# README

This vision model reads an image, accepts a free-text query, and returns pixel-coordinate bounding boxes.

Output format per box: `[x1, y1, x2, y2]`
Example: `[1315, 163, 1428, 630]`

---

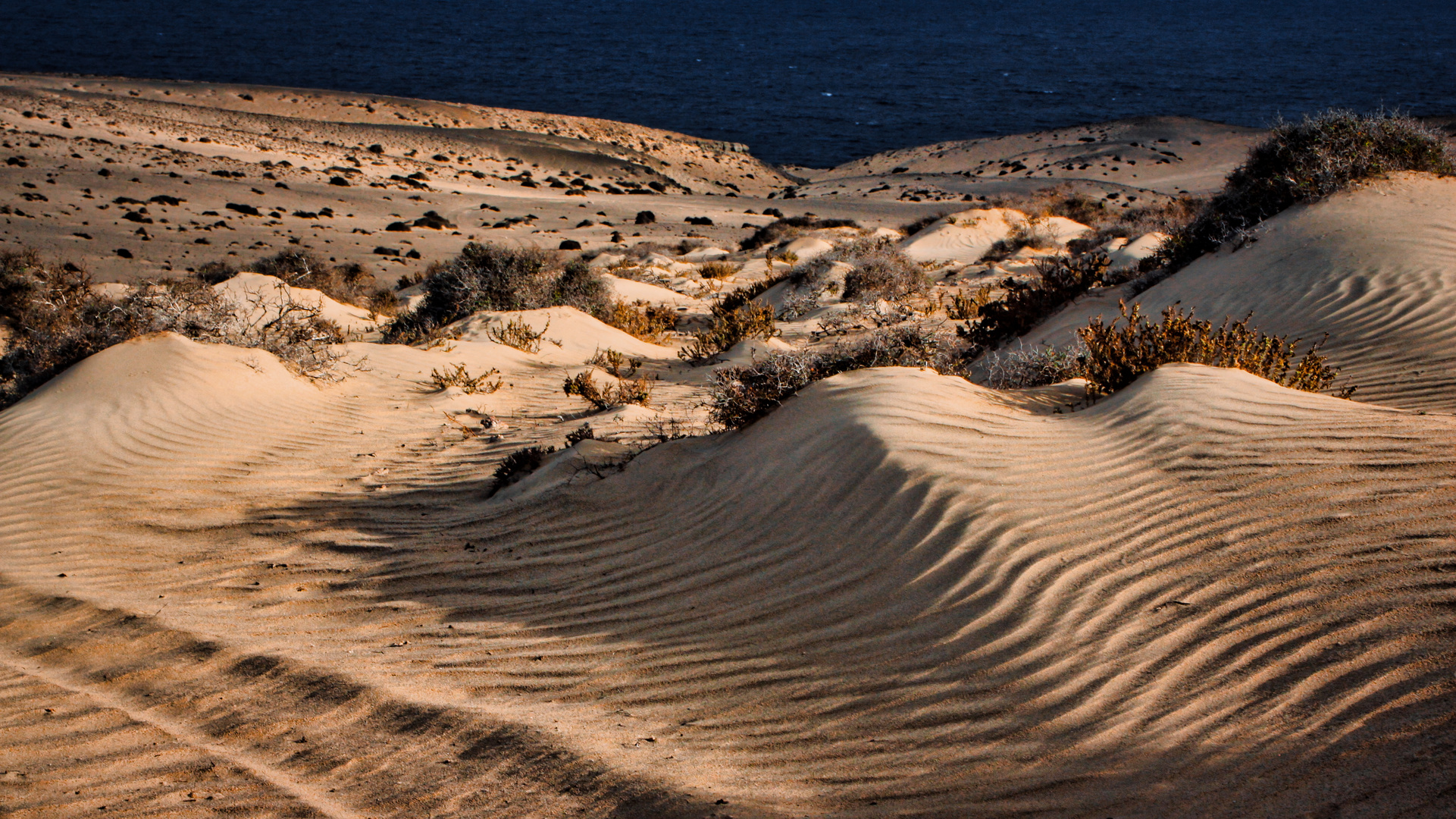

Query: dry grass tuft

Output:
[430, 363, 504, 395]
[1078, 303, 1354, 398]
[562, 370, 653, 410]
[677, 299, 779, 364]
[600, 302, 677, 344]
[485, 318, 550, 353]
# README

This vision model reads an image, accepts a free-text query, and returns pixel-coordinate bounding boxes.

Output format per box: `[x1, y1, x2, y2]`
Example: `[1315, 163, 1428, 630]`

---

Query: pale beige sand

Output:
[1026, 174, 1456, 413]
[0, 73, 1456, 819]
[0, 325, 1456, 816]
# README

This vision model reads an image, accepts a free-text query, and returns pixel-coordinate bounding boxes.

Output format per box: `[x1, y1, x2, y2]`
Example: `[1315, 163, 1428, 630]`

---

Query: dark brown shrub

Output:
[1078, 302, 1354, 398]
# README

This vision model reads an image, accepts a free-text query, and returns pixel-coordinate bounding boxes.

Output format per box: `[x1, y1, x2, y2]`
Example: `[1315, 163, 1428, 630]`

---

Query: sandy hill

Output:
[0, 74, 955, 281]
[800, 117, 1263, 199]
[1026, 174, 1456, 413]
[0, 76, 1456, 819]
[0, 337, 1456, 817]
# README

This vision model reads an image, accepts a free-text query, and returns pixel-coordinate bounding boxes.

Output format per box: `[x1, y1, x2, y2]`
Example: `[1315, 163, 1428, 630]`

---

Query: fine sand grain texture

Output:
[0, 76, 1456, 819]
[0, 337, 1456, 816]
[1026, 174, 1456, 413]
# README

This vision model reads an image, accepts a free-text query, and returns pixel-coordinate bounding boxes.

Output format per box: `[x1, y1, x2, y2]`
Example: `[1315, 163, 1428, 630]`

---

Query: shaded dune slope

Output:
[1026, 174, 1456, 413]
[0, 345, 1456, 817]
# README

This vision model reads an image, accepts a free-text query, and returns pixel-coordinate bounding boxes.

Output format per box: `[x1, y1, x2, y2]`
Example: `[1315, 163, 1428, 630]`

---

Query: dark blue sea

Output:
[0, 0, 1456, 166]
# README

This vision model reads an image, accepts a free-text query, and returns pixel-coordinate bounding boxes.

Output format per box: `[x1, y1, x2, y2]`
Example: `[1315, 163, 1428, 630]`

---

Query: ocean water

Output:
[0, 0, 1456, 166]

◆ ◆ ◆

▸ **Problem requirements**
Render the rows above as a Markdown table with the columns No. and Text, from their start up to and including the line with "[1078, 302, 1354, 398]". Number each line, skip blank lines, and leave the pictures out.

▸ **Response to the exercise**
| No. | Text |
|---|---|
| 1 | # README |
| 2 | This vision model reads an image, accepts a free-text query, and returns pixel-coordinate bounding boxes. |
| 3 | Output format per box: `[x1, y1, x2, y2]` |
| 4 | Example: `[1315, 163, 1428, 630]` |
| 5 | --- |
| 6 | Query: dry grass tuft |
| 7 | Output: |
| 8 | [430, 363, 504, 395] |
| 9 | [1078, 303, 1354, 398] |
| 10 | [562, 370, 653, 410] |
| 11 | [677, 299, 779, 364] |
| 12 | [600, 302, 677, 344] |
| 13 | [485, 318, 550, 353] |
| 14 | # README |
| 15 | This vision model reads an image, accepts a free-text query, and returns pixel-coordinate bounding boxes. |
| 16 | Output format per box: `[x1, y1, x2, y2]` |
| 17 | Example: `[1315, 163, 1428, 630]` |
| 18 | --- |
| 19 | Query: pale beige sand |
| 20 | Output: |
| 21 | [1026, 174, 1456, 413] |
| 22 | [0, 73, 1456, 819] |
| 23 | [0, 325, 1456, 816] |
| 24 | # README |
| 25 | This vision model reads an image, accepts a free-text query, and returns pixel-coordinate bounding boxes. |
| 26 | Output format per box: `[x1, y1, x2, y2]` |
| 27 | Example: `[1315, 163, 1428, 630]` |
| 28 | --- |
| 29 | Query: dark brown shrub |
| 30 | Output: |
| 31 | [1078, 302, 1354, 398] |